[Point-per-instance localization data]
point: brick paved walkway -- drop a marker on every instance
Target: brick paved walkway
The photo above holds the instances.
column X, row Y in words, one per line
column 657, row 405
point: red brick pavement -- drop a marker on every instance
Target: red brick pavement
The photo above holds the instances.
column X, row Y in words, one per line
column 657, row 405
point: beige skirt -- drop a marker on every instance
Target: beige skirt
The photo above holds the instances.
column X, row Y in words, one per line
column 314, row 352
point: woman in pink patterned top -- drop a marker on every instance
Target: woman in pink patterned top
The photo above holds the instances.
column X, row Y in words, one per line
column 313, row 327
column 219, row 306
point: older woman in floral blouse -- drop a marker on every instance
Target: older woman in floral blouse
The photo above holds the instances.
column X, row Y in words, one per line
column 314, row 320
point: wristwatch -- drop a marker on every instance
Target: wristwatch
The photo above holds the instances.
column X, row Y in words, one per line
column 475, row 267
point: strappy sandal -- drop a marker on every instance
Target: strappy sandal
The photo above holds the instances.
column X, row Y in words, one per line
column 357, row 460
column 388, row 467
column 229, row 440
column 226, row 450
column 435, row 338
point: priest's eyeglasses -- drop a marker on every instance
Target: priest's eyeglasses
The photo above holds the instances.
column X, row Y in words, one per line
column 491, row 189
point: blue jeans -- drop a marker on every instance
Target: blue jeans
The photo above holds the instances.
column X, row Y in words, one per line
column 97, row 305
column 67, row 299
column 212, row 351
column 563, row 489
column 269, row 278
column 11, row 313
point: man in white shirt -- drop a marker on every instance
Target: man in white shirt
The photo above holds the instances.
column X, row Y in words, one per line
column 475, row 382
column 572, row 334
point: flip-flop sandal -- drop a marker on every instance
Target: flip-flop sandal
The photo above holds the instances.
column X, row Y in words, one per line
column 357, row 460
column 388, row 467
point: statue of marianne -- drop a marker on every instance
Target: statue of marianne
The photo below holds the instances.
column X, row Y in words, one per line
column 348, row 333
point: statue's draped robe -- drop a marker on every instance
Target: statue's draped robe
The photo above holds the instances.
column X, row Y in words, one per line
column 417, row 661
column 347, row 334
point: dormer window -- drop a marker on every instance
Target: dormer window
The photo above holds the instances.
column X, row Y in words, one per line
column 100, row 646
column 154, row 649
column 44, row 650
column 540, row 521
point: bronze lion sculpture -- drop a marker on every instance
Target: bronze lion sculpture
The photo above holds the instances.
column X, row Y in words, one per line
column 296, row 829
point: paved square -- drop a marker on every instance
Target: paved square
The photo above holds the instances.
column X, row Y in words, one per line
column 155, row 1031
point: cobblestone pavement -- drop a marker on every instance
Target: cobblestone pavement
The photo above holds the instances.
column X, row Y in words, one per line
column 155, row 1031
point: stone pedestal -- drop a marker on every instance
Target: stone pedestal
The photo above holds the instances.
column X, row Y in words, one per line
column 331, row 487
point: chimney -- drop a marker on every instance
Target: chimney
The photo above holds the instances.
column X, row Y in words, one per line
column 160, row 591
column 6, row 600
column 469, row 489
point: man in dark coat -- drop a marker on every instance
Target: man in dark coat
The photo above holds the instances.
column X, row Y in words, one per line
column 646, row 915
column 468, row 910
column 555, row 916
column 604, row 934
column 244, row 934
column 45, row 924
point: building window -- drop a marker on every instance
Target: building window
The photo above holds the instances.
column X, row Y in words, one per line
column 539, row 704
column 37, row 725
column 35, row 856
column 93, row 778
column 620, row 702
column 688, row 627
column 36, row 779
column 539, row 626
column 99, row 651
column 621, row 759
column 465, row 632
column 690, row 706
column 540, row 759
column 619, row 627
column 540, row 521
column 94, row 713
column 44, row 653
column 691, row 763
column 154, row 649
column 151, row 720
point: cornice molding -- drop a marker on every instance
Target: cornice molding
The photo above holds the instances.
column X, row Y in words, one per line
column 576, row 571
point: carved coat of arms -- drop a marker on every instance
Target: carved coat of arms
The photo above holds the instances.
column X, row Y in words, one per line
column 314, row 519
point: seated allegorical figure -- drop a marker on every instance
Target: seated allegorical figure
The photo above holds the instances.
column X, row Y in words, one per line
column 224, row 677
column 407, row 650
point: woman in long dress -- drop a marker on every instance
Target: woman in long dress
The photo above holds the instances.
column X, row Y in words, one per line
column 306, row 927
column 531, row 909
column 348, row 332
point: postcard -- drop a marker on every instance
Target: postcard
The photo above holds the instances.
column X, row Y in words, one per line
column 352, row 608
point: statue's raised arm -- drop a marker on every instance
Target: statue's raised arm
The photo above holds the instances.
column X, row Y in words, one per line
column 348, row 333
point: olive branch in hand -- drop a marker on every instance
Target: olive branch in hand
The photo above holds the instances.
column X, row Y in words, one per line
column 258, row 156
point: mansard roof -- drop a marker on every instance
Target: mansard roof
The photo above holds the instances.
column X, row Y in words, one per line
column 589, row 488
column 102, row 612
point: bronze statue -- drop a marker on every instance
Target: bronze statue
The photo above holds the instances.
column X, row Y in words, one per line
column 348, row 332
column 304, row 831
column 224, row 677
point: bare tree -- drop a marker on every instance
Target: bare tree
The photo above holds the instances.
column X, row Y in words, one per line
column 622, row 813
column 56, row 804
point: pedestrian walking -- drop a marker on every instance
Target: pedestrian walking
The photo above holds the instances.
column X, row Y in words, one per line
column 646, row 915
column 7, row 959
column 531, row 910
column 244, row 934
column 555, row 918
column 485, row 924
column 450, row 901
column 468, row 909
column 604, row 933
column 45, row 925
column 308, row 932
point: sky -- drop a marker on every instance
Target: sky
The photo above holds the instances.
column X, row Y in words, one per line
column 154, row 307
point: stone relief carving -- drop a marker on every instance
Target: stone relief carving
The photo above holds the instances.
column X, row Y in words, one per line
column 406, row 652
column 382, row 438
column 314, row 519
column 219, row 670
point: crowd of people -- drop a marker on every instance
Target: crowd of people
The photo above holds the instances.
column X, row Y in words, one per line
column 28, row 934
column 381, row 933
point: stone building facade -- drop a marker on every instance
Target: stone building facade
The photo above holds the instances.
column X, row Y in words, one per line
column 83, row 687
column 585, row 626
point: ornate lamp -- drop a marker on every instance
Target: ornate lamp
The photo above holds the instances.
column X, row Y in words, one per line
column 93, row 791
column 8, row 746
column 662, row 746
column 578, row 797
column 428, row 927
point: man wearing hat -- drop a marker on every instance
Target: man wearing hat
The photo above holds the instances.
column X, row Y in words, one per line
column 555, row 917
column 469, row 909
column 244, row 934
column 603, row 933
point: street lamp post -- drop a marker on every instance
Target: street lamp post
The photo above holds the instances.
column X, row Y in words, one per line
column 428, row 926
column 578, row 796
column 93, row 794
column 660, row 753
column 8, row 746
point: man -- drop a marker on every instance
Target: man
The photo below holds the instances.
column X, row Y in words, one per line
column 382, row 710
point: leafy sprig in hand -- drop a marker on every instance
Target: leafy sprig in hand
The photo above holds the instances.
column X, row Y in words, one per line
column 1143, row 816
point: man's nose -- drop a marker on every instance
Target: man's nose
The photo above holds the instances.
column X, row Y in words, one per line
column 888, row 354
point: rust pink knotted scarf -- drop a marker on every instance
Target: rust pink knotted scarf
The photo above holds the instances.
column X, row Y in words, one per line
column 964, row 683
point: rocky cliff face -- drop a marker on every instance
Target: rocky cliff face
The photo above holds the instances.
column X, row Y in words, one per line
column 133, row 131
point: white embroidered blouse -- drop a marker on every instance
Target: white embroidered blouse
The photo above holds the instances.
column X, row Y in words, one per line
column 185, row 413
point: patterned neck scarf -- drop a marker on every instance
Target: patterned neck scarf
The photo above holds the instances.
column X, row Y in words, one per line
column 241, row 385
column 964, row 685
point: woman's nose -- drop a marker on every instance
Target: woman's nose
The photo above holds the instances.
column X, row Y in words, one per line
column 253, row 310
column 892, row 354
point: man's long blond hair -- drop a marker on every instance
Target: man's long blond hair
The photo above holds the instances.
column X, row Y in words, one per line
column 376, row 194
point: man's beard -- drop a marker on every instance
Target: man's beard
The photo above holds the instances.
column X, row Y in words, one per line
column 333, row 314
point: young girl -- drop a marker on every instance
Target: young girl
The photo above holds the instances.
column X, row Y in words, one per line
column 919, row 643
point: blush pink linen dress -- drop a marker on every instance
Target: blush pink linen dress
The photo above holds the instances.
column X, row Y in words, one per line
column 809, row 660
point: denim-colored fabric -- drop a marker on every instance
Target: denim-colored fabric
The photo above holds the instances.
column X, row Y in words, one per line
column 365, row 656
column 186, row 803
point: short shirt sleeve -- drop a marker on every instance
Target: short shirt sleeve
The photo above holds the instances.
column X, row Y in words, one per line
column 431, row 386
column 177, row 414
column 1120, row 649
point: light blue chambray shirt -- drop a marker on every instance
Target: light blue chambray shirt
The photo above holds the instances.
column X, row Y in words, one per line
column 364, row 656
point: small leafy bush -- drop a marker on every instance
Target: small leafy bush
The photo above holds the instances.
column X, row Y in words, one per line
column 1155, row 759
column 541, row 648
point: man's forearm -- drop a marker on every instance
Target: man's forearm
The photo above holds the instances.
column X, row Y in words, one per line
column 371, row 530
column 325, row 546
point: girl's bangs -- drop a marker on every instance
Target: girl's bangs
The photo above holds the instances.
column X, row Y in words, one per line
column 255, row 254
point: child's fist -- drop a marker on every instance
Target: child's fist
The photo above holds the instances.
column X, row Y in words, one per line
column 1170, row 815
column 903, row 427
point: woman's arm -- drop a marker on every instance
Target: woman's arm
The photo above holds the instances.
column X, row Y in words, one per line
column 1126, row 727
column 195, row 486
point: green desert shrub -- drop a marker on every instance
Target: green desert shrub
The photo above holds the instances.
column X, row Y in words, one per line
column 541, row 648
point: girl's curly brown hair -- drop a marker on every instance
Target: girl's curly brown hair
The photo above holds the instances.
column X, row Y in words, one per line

_Work to be completed:_
Find every line above where the word "marianne" occurs, and copy that line.

_Written answer:_
point: statue of marianne -- drop a marker on every instance
Target: statue of marianne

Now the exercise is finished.